**ABOUT THIS EXERCISE:** Would you return, word for word, the lines of the data below from the line with "Target: brushed metal surface" through the line with "Target: letter b", and no others?

**EXTRACTED ENTRIES:**

------------------------------------

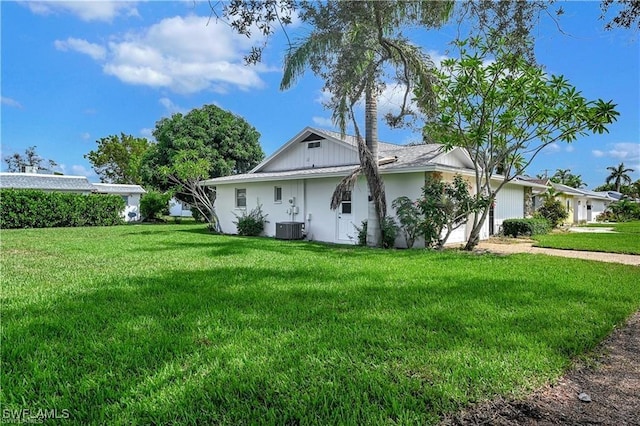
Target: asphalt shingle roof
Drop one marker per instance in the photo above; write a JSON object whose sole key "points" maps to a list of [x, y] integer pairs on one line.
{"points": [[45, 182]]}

------------------------------------

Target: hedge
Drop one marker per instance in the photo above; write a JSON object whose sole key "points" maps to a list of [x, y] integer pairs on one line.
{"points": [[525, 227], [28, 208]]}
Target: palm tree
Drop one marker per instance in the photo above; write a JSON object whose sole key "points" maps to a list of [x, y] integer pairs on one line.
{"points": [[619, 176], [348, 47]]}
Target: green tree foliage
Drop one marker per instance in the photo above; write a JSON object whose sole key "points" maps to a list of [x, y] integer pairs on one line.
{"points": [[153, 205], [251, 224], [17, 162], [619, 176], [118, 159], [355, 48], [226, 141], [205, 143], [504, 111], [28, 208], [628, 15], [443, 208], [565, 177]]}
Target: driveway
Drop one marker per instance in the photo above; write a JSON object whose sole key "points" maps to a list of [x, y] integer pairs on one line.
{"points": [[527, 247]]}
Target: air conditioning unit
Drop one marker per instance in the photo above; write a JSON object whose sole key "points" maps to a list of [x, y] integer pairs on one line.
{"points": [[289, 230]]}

------------------------------------

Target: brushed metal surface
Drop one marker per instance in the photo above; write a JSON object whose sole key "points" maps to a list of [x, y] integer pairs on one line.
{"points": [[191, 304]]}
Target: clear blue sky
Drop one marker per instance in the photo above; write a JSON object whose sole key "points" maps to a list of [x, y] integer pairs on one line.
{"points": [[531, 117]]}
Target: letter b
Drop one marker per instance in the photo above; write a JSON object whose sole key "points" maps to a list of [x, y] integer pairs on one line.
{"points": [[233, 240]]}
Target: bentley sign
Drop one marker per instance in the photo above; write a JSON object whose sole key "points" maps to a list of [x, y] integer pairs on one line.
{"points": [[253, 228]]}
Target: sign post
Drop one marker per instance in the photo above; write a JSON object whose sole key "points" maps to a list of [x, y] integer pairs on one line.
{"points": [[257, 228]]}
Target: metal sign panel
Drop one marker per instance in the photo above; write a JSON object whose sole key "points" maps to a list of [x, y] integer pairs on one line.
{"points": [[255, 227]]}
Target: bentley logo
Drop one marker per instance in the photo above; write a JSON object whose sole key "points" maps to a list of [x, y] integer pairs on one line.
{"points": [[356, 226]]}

------------------------------------

**ANSWER BOX:**
Target: brushed metal surface
Drop one marker per instance in the photo above; write a JSON object whose sole key "points" maps to a list of [x, y] integer pairs on one line.
{"points": [[191, 304]]}
Target: clear blue sky
Drop one marker per instance in the photo above; write a JSON object whose sole key "points" maps to a list of [x, y] integer pairs on one line.
{"points": [[531, 117]]}
Target: letter b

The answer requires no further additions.